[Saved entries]
::::::::

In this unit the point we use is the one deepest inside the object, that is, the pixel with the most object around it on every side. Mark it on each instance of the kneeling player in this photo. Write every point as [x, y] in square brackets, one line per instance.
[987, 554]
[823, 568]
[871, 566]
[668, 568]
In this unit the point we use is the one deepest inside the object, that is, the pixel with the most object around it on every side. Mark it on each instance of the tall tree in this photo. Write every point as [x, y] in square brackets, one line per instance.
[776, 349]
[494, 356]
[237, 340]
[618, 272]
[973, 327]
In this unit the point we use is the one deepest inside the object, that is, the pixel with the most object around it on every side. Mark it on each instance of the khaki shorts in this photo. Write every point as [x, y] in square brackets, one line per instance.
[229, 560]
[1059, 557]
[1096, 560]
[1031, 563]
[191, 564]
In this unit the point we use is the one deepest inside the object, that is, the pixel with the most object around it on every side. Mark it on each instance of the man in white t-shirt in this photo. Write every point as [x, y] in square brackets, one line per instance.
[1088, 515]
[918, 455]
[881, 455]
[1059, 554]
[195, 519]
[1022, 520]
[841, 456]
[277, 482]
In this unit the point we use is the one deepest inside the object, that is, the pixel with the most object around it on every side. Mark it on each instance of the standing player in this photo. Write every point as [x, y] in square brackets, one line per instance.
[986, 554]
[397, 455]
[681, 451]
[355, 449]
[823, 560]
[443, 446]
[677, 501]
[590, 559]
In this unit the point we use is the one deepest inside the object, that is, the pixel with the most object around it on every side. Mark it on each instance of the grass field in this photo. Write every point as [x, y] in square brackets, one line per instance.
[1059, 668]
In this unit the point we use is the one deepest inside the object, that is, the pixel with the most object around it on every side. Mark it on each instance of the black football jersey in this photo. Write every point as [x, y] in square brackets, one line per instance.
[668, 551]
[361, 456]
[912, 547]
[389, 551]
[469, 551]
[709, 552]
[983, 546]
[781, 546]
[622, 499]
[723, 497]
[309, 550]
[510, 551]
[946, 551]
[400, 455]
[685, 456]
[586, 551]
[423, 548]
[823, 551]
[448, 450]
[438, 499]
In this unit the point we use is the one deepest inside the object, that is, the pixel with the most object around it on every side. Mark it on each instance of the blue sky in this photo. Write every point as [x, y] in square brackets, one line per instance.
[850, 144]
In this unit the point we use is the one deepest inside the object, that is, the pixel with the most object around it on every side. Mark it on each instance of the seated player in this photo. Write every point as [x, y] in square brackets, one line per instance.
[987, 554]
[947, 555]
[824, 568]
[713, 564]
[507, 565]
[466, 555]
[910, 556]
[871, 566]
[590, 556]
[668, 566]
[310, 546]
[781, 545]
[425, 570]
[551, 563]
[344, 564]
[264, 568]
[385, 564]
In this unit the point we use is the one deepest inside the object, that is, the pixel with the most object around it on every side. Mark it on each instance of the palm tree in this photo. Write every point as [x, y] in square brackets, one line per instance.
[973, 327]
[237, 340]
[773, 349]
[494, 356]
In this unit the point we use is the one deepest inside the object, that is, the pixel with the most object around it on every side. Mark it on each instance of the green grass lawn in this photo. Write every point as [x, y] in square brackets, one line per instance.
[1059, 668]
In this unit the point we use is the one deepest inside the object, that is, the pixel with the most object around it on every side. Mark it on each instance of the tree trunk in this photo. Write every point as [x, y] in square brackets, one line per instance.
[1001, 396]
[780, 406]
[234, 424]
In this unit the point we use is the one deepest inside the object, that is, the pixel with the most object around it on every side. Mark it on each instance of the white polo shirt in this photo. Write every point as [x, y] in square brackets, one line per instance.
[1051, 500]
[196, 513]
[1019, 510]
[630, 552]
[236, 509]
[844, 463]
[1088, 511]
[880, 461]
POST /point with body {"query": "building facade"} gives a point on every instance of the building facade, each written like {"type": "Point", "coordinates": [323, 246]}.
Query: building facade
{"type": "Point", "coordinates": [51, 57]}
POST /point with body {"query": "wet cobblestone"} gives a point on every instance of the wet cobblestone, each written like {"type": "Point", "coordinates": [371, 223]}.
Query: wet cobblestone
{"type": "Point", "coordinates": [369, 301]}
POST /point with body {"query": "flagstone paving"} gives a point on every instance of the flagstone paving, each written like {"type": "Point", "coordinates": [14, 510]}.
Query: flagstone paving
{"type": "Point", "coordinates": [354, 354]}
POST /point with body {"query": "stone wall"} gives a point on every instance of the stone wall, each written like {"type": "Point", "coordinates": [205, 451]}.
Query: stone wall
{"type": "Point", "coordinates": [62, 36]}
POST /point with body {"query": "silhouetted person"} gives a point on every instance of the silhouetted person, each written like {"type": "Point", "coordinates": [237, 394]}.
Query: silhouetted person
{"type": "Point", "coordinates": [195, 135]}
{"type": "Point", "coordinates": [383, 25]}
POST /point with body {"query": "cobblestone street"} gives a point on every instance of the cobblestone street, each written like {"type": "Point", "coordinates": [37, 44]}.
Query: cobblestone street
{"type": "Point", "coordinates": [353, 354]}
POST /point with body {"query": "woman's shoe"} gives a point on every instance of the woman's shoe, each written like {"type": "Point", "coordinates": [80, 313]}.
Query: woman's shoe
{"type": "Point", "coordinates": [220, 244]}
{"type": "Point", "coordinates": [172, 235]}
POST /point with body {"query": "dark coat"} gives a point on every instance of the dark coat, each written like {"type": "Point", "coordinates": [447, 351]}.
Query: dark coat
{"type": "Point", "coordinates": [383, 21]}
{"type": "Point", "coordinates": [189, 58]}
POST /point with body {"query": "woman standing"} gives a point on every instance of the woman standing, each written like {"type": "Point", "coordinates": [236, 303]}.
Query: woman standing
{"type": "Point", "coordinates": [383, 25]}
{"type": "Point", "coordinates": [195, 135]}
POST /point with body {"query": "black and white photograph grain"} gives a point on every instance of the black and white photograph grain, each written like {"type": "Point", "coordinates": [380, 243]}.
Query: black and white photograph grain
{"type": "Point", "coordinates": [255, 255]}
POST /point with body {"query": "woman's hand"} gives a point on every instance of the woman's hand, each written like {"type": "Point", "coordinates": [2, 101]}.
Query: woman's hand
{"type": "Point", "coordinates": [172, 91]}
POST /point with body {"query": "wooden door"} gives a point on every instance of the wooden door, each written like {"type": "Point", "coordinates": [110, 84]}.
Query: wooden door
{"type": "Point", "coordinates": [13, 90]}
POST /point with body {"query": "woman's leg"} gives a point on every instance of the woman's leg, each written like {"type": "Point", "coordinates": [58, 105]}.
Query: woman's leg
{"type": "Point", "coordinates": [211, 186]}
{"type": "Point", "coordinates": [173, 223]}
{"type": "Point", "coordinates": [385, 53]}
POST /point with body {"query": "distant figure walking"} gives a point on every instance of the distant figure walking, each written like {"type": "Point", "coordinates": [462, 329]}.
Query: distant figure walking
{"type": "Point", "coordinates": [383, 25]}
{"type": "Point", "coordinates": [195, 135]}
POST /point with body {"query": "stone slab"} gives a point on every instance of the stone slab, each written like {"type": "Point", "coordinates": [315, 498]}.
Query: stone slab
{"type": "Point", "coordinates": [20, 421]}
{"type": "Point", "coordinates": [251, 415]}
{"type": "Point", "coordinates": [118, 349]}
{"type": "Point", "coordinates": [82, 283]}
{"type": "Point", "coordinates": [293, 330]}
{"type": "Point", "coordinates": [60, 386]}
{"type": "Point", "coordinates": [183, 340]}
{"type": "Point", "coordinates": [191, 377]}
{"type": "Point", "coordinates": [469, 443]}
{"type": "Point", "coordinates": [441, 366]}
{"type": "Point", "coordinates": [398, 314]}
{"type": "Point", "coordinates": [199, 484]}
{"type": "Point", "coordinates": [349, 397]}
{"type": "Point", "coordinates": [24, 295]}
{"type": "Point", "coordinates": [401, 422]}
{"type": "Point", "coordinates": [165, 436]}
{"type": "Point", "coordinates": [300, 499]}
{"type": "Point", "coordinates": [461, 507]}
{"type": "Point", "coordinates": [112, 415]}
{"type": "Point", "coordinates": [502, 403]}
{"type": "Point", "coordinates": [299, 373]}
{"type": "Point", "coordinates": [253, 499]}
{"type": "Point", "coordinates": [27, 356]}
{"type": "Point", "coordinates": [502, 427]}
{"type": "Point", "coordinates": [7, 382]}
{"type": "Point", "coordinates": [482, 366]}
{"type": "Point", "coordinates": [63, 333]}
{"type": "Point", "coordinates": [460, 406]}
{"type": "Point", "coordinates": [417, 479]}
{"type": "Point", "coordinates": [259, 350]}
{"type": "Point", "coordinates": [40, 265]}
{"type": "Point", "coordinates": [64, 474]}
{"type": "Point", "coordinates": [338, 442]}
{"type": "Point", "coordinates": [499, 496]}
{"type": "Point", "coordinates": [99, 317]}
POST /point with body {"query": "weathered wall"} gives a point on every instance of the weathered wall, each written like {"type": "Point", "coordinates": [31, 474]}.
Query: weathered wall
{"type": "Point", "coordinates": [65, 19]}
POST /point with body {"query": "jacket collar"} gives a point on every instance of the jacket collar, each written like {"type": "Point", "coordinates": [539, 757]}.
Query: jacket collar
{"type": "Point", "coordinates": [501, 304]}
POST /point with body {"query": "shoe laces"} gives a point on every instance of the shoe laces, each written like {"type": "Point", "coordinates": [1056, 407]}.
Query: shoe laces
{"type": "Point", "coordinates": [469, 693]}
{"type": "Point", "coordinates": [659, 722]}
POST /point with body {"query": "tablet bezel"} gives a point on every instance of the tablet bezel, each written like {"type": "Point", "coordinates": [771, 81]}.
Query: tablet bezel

::::::::

Retype exactly the lines of the data above that fall between the line with "Query: cobblestone street" and the line with "of the dark", inclusive, and add nothing.

Response for this exercise:
Query: cobblestone street
{"type": "Point", "coordinates": [353, 354]}
POST /point with body {"query": "woman's shoe"} gives a point on every instance of the woman's shoe, each written like {"type": "Point", "coordinates": [80, 313]}.
Query: woman's shoe
{"type": "Point", "coordinates": [220, 244]}
{"type": "Point", "coordinates": [172, 235]}
POST /point with body {"query": "dark coat"} gives a point on every instance of the dark coat, each written like {"type": "Point", "coordinates": [447, 351]}.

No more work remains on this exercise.